Selected passage section start

MONTREAL — After Labour Minister Steven MacKinnon Dec. 13 called on the Canadian Industrial Relations Board to order back to work the 55,000 Canadian Union of Postal Workers members on strike, the union denounced “this assault on our constitutionally protected right to collectively bargain and to strike.” It “continues a deeply troubling pattern in which the government uses its arbitrary powers to let employers off the hook, drag their feet, and refuse to bargain in good faith with workers and their unions.”
The workers have been on strike since Nov. 15.
Over the last few months, Ottawa has ordered striking port workers in Quebec and British Columbia, members of the Canadian Union of Public Employees and of the International Longshore and Warehouse Union, and Teamsters union rail workers at Canadian National and Canadian Pacific Kansas City, back to work under compulsory arbitration.

Selected passage section end
Dataset extract section start

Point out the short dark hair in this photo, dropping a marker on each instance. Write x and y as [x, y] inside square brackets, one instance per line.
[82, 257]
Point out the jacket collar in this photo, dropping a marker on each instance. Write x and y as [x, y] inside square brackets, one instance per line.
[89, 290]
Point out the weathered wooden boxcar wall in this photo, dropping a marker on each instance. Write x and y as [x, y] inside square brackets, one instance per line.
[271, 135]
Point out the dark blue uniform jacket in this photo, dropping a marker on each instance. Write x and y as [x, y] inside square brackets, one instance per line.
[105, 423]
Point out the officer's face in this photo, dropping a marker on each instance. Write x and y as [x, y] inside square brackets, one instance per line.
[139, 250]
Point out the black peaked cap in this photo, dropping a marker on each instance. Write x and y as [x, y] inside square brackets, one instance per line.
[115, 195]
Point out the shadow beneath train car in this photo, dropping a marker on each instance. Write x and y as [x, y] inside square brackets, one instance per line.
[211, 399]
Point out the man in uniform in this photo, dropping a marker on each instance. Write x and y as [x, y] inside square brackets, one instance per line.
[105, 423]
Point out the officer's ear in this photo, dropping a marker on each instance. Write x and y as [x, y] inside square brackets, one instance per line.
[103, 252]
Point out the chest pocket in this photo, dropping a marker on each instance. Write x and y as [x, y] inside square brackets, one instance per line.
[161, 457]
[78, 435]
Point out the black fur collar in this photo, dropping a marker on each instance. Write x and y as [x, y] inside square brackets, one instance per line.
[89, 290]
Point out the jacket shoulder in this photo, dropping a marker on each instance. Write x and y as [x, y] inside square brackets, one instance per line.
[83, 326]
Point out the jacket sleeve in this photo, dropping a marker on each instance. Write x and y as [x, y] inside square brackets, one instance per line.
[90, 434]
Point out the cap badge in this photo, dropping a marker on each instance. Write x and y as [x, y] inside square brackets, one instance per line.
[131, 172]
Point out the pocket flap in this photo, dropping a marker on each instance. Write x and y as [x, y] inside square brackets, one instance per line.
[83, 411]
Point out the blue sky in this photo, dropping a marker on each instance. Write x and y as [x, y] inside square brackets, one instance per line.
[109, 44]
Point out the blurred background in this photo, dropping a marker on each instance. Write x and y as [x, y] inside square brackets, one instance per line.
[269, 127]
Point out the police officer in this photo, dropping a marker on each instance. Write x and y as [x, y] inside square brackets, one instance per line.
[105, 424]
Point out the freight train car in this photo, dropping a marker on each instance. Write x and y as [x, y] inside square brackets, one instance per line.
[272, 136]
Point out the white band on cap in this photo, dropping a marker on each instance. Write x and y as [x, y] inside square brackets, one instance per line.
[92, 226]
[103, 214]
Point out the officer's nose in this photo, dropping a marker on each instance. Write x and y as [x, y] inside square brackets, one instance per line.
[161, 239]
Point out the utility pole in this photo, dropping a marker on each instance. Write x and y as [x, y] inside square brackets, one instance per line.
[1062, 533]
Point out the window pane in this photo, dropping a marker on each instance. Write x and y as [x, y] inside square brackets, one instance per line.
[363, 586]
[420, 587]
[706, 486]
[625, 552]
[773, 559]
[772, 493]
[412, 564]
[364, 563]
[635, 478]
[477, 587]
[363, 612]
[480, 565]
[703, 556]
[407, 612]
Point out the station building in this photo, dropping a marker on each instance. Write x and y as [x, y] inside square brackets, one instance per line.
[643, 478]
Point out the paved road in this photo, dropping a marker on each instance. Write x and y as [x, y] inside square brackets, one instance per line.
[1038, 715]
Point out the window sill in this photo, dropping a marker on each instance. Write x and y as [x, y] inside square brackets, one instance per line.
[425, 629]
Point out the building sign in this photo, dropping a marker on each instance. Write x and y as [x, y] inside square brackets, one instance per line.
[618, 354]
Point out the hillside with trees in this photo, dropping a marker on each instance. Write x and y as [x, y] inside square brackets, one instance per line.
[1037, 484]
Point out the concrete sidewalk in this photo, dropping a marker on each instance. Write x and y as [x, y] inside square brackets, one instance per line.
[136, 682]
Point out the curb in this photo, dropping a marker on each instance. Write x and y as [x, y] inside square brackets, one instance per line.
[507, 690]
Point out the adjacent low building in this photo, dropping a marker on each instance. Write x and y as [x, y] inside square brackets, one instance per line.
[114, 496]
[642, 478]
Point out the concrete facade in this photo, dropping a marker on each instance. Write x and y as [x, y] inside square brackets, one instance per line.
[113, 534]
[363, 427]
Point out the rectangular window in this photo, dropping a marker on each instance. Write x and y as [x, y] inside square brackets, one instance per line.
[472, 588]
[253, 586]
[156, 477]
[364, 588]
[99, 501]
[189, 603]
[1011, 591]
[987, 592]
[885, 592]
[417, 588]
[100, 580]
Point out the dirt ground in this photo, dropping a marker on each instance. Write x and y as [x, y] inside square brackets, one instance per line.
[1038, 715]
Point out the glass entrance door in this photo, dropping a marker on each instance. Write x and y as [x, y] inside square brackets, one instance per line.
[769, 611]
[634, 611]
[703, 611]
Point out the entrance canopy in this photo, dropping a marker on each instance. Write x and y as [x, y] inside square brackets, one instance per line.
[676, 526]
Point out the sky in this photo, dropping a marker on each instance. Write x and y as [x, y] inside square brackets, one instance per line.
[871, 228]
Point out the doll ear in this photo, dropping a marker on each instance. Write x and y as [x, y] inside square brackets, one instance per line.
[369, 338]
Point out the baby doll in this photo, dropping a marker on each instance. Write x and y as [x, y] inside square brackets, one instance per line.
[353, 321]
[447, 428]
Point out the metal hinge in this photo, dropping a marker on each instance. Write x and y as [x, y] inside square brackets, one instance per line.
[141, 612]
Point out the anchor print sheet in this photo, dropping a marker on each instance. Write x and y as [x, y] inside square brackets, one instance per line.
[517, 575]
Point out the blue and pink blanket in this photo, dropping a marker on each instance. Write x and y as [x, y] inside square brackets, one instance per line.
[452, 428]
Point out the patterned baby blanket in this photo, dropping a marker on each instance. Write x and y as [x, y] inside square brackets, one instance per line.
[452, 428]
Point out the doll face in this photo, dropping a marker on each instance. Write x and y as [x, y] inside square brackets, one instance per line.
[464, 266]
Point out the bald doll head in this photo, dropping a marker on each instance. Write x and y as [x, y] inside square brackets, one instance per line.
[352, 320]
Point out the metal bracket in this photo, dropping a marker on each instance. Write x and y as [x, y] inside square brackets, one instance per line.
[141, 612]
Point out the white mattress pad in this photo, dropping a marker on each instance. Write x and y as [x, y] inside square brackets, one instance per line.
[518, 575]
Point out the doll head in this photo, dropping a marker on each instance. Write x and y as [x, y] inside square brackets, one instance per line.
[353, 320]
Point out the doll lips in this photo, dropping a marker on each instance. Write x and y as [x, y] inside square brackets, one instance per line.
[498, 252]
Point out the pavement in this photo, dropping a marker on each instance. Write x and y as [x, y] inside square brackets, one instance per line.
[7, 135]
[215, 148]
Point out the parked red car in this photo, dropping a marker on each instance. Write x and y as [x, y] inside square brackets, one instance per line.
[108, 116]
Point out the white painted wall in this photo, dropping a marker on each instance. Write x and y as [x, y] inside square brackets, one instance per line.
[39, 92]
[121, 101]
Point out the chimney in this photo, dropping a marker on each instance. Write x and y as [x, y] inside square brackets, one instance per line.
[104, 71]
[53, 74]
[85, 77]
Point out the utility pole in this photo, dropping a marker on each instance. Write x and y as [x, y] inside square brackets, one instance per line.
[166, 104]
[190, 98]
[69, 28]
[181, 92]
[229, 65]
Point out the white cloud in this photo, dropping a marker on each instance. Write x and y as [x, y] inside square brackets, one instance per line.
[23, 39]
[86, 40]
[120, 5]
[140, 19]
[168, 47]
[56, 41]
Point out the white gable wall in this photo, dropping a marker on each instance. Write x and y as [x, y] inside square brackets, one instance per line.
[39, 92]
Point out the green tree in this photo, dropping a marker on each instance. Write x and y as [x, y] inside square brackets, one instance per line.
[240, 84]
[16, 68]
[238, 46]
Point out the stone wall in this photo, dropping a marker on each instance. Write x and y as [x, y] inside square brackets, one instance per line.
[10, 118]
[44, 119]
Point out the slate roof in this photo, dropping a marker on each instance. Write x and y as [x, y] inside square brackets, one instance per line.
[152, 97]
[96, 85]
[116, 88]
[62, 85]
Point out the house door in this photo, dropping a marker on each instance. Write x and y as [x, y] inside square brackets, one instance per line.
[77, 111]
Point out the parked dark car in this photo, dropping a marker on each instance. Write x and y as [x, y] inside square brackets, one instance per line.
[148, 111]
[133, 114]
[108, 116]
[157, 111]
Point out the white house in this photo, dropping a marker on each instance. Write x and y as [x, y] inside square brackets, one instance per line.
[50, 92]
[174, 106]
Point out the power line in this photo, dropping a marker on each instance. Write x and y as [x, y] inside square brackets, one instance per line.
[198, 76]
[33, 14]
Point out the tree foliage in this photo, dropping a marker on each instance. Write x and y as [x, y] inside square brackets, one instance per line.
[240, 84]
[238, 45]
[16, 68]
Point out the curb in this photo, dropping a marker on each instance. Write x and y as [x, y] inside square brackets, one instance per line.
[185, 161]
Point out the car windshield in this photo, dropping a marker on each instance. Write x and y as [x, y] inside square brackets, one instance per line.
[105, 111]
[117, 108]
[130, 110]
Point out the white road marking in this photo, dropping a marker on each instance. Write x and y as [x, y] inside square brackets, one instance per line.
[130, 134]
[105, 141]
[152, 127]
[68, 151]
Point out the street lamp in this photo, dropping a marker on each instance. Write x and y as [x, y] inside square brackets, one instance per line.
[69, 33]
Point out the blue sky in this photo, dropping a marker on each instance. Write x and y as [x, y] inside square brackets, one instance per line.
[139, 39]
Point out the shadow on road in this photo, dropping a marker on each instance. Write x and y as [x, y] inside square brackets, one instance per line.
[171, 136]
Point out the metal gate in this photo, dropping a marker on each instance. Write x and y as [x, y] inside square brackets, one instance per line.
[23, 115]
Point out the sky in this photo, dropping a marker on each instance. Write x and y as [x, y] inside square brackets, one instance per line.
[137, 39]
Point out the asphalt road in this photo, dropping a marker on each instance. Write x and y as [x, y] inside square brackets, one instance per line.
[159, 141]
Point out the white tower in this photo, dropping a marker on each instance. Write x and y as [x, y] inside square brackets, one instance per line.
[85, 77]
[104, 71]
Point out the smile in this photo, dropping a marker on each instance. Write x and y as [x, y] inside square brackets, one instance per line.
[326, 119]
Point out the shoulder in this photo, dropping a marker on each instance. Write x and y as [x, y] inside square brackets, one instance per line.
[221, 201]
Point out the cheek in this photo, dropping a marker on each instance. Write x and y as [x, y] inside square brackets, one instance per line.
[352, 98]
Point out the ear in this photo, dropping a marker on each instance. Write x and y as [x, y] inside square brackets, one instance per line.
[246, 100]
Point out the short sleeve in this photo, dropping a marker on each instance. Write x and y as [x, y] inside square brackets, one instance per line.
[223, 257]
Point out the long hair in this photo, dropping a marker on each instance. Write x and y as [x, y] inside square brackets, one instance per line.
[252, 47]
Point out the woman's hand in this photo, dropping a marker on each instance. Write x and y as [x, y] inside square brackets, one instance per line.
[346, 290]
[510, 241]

Dataset extract section end

Task A:
Using the postal strike passage, answer these questions:
(i) How many Canadian Union of Postal Workers members were on strike?
(ii) On what date did the strike begin?
(iii) Which union represented the rail workers that Ottawa ordered back to work?
Task B: Proceed with the account of the postal workers' strike, beginning after its final sentence.

Task result A:
(i) 55,000
(ii) Nov. 15
(iii) The Teamsters union

Task result B:
The Industrial Relations Board issued the return-to-work order Dec. 15, extending the current collective agreements between Canada Post and Canadian Union of Postal Workers until May 2025, allegedly to provide more time for negotiations to continue. Meanwhile, Canada Post announced it has agreed to implement a 5% wage increase, retroactive to the day after the contracts expired at the end of last December.
Fight is in interest of all workers
Postal workers are fighting for higher wages and safe working conditions. On Dec. 9 the union lowered its wage demands from 24% to 19% over four years. Canada Post didn’t respond, leaving its “offer” of 11.5% over four years on the table.
“My hourly wages have only increased by $9 [US$6.30] in 30 years at Canada Post. It leads to impoverishment,” Helene Perron, a letter carrier in Laval near here, told the Militant on the picket line Dec. 12.
“In my 30 years with the post office, management never negotiates in good faith. There is always the threat of being ordered back to work,” letter carrier Marie-Christine said.
“They want Canada Post to copy the Amazon model — precarious work with no benefits, no good work, no decent wages,” Mississauga, Ontario, union shop steward Sarbjeet Deol said.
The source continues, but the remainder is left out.